→ Work to complete: Print only the line with "Where can the wooden" and the lines after it, ending with the last line of the material, each exactly as it stands.
┄┄┄┄┄┄┄┄┄┄┄┄┄┄┄┄┄┄┄┄
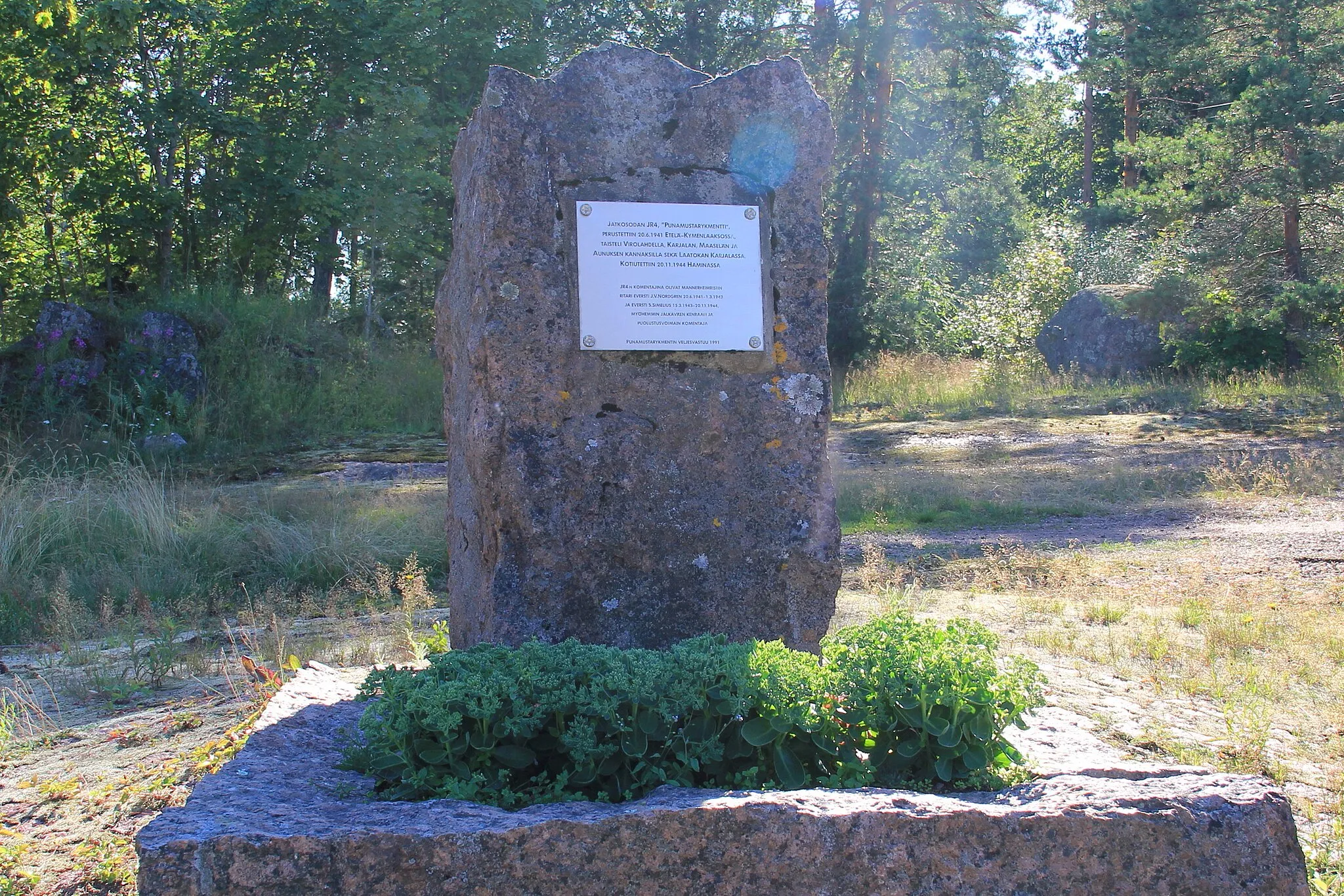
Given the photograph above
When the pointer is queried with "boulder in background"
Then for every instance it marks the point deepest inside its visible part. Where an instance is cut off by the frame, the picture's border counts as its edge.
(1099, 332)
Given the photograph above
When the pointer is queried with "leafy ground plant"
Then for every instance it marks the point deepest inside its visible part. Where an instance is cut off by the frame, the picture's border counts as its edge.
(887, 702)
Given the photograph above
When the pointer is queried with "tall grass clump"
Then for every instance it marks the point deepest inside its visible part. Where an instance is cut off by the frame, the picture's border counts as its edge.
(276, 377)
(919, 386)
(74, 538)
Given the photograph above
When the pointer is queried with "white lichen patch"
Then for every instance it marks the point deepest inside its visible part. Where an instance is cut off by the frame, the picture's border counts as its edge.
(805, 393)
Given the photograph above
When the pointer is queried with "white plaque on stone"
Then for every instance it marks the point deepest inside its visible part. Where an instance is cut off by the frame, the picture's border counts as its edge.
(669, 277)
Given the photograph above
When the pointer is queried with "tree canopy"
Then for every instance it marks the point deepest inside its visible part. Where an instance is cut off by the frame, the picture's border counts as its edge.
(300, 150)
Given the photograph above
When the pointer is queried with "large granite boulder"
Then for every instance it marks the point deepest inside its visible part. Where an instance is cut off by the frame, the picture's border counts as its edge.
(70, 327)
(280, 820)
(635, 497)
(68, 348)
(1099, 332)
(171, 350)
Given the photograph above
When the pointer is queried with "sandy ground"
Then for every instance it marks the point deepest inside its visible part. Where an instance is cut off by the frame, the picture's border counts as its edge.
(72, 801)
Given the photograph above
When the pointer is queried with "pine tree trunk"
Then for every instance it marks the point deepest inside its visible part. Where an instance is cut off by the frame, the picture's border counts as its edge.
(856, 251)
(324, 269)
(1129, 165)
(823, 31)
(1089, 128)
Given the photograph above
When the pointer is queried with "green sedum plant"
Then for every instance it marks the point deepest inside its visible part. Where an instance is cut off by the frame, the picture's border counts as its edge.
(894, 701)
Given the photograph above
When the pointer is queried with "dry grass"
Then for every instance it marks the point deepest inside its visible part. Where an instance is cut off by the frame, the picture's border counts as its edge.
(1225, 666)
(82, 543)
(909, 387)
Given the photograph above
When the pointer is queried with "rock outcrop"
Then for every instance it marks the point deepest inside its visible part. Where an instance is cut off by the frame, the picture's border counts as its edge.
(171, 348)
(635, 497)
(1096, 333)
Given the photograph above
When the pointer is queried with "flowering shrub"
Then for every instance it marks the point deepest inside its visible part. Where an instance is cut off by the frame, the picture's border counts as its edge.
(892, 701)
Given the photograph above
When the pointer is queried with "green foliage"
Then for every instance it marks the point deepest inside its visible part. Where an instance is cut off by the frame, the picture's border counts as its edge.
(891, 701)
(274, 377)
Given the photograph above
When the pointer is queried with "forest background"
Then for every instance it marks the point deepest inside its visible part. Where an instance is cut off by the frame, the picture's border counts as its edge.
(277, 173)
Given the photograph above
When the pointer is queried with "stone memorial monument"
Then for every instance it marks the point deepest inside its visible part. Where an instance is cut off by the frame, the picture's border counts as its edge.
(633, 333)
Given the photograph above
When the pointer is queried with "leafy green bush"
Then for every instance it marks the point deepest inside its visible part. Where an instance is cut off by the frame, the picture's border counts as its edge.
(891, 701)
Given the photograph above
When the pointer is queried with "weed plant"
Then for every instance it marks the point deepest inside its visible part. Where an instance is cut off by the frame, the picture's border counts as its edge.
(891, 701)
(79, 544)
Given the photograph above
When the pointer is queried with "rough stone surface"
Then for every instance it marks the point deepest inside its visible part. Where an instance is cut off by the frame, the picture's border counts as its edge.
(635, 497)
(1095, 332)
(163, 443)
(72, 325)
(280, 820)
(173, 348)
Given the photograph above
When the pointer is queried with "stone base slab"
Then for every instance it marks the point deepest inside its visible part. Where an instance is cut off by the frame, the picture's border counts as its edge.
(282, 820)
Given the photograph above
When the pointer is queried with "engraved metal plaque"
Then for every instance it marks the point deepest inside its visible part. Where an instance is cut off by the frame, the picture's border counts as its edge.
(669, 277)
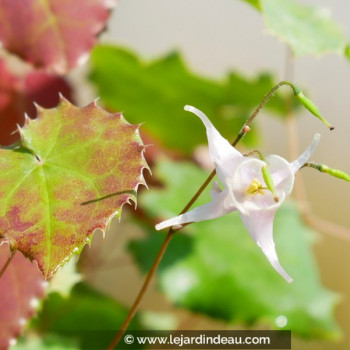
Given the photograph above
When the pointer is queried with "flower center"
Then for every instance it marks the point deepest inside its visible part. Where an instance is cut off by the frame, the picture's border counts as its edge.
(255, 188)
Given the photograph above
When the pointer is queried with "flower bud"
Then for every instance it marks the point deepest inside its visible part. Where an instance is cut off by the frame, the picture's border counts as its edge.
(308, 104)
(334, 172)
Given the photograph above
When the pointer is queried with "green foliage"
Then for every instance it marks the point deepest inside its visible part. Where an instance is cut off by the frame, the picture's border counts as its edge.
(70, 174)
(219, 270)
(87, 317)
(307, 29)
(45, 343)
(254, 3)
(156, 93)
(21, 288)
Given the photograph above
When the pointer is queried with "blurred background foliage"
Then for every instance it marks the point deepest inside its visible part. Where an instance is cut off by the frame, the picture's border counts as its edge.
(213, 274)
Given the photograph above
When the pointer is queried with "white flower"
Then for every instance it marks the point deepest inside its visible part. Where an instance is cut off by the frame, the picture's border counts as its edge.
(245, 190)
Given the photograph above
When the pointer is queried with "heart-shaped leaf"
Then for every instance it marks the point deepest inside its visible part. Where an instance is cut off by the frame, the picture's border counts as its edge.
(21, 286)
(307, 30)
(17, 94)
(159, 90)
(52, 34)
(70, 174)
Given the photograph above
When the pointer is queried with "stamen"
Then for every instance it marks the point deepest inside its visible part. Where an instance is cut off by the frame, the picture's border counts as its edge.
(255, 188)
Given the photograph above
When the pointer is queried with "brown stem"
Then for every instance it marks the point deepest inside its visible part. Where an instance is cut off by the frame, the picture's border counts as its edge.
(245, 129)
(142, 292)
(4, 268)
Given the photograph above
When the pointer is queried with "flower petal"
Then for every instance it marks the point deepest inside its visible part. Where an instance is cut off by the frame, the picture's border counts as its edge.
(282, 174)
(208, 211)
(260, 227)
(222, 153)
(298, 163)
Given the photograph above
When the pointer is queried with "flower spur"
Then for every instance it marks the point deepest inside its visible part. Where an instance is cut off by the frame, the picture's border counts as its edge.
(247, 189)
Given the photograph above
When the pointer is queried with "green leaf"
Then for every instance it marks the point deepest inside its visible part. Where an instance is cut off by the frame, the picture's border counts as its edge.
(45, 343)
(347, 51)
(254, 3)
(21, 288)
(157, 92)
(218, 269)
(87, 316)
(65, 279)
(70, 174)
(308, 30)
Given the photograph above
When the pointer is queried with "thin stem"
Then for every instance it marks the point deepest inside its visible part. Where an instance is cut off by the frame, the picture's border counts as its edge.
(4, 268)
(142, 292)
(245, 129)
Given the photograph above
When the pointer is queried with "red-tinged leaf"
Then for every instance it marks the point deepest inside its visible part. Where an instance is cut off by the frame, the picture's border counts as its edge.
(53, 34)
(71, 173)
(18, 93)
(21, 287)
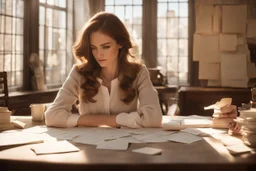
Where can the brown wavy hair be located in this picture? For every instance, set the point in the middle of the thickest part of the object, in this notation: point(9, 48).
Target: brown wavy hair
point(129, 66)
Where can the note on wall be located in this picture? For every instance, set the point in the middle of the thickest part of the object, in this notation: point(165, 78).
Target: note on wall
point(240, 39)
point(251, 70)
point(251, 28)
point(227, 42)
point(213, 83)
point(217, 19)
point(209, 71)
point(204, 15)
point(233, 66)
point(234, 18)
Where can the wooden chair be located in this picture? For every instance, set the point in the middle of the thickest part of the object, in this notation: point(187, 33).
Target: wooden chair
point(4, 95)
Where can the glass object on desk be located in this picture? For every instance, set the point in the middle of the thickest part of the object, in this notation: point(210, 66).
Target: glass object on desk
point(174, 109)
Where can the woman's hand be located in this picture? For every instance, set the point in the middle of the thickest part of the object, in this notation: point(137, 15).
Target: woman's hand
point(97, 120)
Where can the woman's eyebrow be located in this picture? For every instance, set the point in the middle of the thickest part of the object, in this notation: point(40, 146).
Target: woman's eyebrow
┄┄┄┄┄┄┄┄┄┄┄┄┄┄┄┄┄┄┄┄
→ Answer to the exercise:
Where can the wooden chair be located in this picture? For every instance, set the point in the middle of the thickest part of the object, in this notation: point(187, 33).
Target: wooden chair
point(4, 95)
Where can the glass object on desk be located in this picture? For every instance, set the point in the middle of the thickest part of the object, in this notation: point(210, 66).
Target: glass object on desk
point(174, 109)
Where can the woman's hand be located in this picture? For every instance, set the point in the middle of the thickest part of the object, in this notation: point(137, 15).
Target: woman's hand
point(97, 120)
Where can the woman's eyebrow be located in this picture? For every instance, set the point in the middle of the thickest part of the object, in this notation: point(40, 146).
Target: woman's eyebrow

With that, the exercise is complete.